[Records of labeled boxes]
— begin —

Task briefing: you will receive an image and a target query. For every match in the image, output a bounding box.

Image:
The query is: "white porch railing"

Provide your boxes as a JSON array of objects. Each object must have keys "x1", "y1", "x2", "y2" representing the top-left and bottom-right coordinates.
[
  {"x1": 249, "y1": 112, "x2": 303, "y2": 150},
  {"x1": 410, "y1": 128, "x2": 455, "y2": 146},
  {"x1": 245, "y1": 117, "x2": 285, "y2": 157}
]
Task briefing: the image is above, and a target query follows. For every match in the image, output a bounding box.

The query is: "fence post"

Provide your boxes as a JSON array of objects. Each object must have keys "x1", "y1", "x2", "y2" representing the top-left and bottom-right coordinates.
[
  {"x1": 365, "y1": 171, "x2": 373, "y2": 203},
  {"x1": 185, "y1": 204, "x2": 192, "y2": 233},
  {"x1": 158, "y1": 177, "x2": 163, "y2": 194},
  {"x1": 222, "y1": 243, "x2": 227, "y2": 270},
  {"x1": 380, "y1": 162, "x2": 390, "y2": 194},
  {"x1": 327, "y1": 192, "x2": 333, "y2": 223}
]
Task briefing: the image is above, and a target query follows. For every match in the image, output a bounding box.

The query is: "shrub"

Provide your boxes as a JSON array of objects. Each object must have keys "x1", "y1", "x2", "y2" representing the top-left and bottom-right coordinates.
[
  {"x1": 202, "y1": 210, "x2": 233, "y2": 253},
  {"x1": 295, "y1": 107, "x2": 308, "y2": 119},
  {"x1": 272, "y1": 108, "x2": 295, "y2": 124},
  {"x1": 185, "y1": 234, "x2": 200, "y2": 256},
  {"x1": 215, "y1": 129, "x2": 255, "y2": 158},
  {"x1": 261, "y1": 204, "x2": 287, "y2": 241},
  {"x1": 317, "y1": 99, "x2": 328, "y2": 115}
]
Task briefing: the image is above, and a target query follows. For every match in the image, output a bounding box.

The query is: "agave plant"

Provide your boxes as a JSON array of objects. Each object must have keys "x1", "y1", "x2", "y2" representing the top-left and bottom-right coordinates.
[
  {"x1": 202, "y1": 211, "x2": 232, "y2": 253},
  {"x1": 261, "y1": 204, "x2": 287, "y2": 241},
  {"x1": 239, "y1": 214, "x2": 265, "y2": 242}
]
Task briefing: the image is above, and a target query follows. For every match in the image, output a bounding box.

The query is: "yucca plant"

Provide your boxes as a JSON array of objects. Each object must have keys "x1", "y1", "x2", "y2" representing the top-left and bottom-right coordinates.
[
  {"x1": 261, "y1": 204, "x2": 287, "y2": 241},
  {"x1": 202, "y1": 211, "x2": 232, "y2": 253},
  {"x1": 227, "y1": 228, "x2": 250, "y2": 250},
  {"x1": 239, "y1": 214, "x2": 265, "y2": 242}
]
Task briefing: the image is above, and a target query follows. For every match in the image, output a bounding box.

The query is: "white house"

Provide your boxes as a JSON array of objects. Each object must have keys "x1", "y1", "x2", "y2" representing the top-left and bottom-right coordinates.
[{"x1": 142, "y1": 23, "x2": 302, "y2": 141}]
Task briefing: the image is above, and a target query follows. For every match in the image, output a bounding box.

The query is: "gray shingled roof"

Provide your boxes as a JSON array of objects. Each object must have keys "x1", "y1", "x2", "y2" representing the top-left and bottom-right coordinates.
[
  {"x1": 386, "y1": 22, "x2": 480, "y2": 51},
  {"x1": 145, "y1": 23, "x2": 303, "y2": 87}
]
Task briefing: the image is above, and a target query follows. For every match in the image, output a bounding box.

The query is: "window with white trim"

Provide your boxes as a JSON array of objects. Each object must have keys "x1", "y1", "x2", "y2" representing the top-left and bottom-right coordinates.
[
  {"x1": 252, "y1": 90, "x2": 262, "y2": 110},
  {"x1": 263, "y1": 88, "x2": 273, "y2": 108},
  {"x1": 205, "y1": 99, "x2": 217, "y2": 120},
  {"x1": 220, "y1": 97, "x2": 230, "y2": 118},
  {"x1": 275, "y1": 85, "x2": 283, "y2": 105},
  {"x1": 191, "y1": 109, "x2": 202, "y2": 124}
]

— end —

» **GIVEN PROBLEM**
Extract each line of the rows above that contains the word "plant". Treat uppercase and lowercase letters as distinct.

» **THE RESPONSE**
The query is: "agave plant"
The query is: "yucca plant"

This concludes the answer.